Coordinate annotation records:

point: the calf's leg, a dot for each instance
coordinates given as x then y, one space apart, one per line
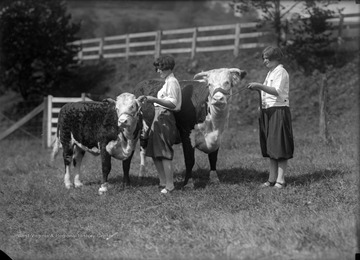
77 159
106 168
67 155
126 170
213 178
189 157
142 171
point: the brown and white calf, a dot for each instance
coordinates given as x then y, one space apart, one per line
204 114
109 129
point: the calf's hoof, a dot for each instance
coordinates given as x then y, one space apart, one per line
189 184
213 178
68 186
103 189
78 184
142 171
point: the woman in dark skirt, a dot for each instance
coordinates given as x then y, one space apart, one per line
163 133
275 127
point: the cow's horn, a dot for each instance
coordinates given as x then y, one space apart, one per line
201 74
242 73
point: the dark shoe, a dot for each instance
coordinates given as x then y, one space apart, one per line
267 184
279 185
166 191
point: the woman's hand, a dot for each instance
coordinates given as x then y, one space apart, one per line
254 86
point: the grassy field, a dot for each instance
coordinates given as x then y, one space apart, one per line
313 218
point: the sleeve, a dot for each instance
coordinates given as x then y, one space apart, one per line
172 92
280 82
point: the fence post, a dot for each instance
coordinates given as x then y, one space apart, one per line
101 48
44 125
323 124
158 44
237 39
340 30
48 107
193 45
127 46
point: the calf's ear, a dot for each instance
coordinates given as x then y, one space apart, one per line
243 73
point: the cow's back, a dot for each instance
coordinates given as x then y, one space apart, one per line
193 107
89 122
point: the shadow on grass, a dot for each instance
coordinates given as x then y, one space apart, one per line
134 181
231 176
254 177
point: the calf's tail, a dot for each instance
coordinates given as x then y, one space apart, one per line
56 145
56 148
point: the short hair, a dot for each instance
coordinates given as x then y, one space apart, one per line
273 53
166 62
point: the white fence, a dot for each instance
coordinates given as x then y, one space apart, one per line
232 37
52 106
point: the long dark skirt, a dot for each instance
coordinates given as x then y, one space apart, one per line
276 135
163 134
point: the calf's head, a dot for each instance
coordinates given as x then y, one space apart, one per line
127 109
220 83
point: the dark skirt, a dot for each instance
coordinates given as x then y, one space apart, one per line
276 135
163 134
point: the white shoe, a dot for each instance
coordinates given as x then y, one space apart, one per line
166 191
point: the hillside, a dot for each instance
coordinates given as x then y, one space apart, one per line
342 85
105 18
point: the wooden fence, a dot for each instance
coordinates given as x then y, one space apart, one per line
233 37
50 108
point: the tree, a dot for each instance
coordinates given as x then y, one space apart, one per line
35 49
273 12
309 44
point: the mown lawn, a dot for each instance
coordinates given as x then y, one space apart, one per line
313 218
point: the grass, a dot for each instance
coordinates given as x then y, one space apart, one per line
313 218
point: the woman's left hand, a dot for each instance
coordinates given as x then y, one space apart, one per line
253 86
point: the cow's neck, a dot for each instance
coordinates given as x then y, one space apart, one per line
219 117
124 145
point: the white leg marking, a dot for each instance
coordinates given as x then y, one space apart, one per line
78 159
214 179
190 184
103 189
142 171
67 177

Exercise brief:
Beginning at the line that holds "point: the short", write out word for word each line through the end of the records.

Reply:
point: the short hair, a dot for each instance
coordinates given as x then y, one space apart, one per line
273 53
166 62
point: the white fence, a dot for each instance
coordinates given as x then y, one space apart, one per line
232 37
52 106
point: the long dark skirt, a dot for each instance
coordinates given as x then y, one space apart, one per line
276 135
163 134
point: the calf's head, a dot for each instance
coordinates given as x then y, one space apart, one per line
127 109
220 83
point: the dark skirt, a dot for each instance
coordinates given as x then y, one space apart, one per line
276 135
163 134
point: the white shoe, a dot for each instance
coordinates given as x then y, one space apart, one per line
166 191
point: the hillside, a dot for each instance
coordinates given as x then y, one space apart, one per line
342 85
105 18
point: the wooden fence, a dot for each instance
coordinates given as x then y, one space apart, one per line
233 37
50 108
point: the tree, a dot for each instance
coordinates given as x then y, one space apart, one per line
35 49
273 12
309 44
point: the mown lawn, a dot for each instance
coordinates given as x then y, one space apart, one per line
313 218
point: the grass, a dot for each instance
coordinates given as x then y, one space apart, one per line
313 218
point: the woman's left hand, a dot for each instance
coordinates given as x then y, one space apart, one per line
253 86
point: the cow's neck, a dot for each instance
coordinates given as x then y, one space apart, one per line
219 117
124 145
point: the white leg marking, a dot for each instance
coordinates given as x then y, one space apart, one per line
78 159
214 179
190 184
103 189
142 171
67 177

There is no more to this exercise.